::: Exercise data :::

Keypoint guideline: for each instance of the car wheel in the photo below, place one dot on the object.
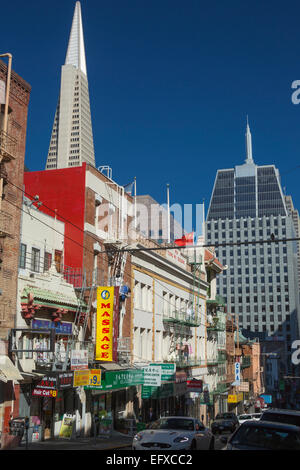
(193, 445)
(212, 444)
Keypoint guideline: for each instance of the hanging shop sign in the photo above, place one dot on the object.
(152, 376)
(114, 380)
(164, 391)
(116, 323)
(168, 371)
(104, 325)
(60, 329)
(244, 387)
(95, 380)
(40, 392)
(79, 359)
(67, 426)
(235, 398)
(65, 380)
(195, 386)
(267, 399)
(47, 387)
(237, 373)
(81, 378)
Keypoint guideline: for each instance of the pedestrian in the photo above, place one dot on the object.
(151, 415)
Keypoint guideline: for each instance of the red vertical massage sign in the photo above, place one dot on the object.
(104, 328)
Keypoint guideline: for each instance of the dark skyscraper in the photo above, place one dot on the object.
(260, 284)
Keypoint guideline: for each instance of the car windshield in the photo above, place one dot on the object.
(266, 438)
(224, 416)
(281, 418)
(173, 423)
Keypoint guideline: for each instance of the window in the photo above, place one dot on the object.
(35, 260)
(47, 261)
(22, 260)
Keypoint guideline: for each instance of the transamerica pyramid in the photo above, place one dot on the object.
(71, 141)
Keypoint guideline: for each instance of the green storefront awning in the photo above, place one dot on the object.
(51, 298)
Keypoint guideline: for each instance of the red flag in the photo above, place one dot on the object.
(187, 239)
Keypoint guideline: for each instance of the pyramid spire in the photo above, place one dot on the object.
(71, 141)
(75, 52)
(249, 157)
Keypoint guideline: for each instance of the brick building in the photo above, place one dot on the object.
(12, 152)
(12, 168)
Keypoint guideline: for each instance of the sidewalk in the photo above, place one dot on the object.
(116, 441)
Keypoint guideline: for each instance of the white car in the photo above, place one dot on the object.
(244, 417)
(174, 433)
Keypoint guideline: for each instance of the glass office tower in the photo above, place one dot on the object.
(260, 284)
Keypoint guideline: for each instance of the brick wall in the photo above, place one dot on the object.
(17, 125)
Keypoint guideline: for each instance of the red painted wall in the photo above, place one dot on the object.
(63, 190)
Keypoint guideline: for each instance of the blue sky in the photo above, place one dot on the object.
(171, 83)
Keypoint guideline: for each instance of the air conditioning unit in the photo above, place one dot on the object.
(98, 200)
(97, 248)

:::
::: Exercise data :::

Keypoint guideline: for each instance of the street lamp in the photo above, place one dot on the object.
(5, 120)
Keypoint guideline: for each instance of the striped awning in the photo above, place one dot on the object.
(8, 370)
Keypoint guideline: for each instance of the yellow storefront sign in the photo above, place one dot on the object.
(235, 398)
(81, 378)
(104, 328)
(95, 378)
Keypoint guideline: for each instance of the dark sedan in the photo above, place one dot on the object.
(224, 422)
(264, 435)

:::
::: Exercise data :::

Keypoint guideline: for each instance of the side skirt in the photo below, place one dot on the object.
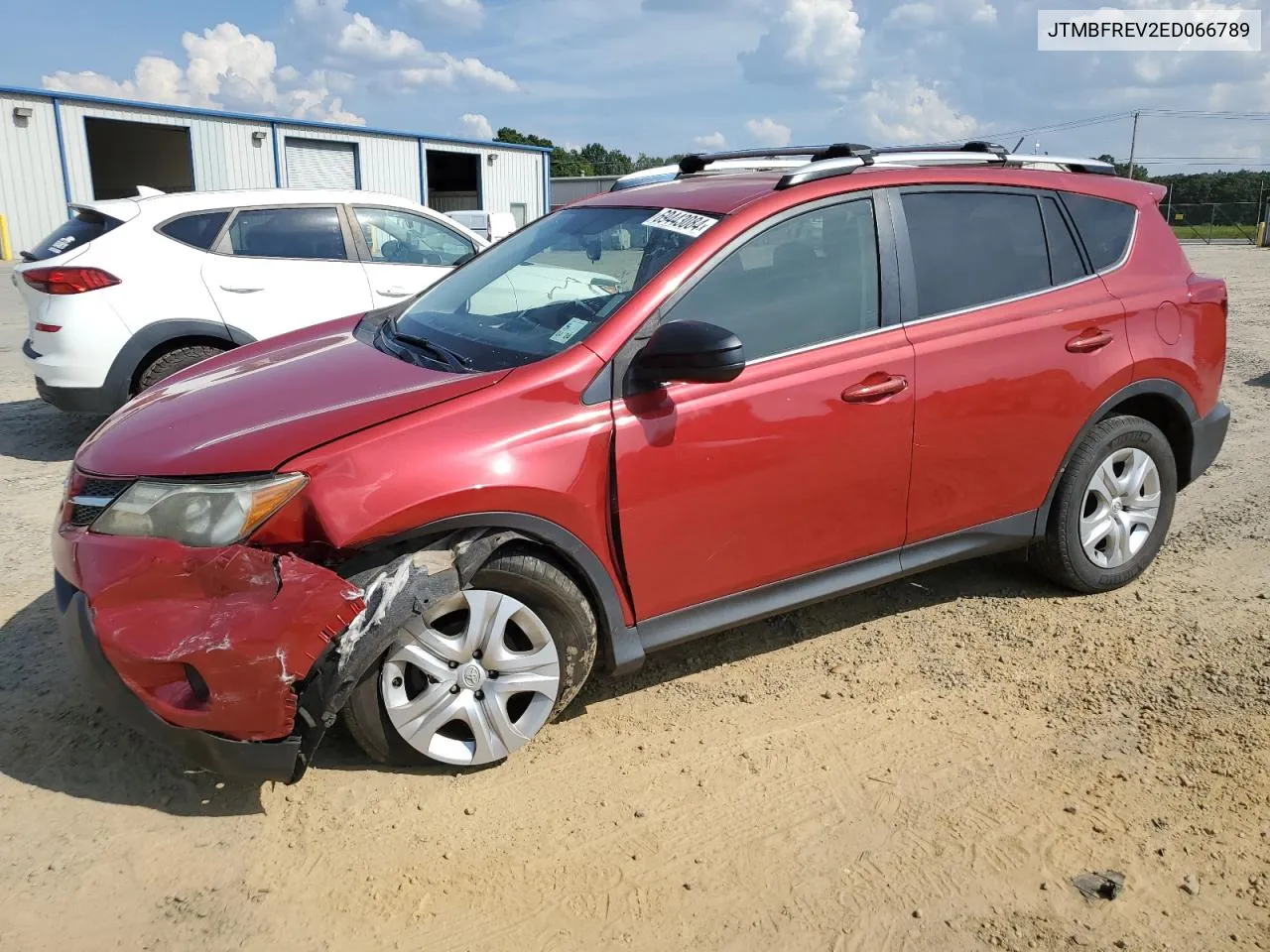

:::

Please show each line of the material above that contains the word "pyramid", copied in full.

■ **Answer in full**
Keypoint guideline: for each instance of the transamerica pyramid in the photo above, place one dot on the object.
Keypoint guideline: for each instance of the pyramid spire in the photo above, place one dot on the object.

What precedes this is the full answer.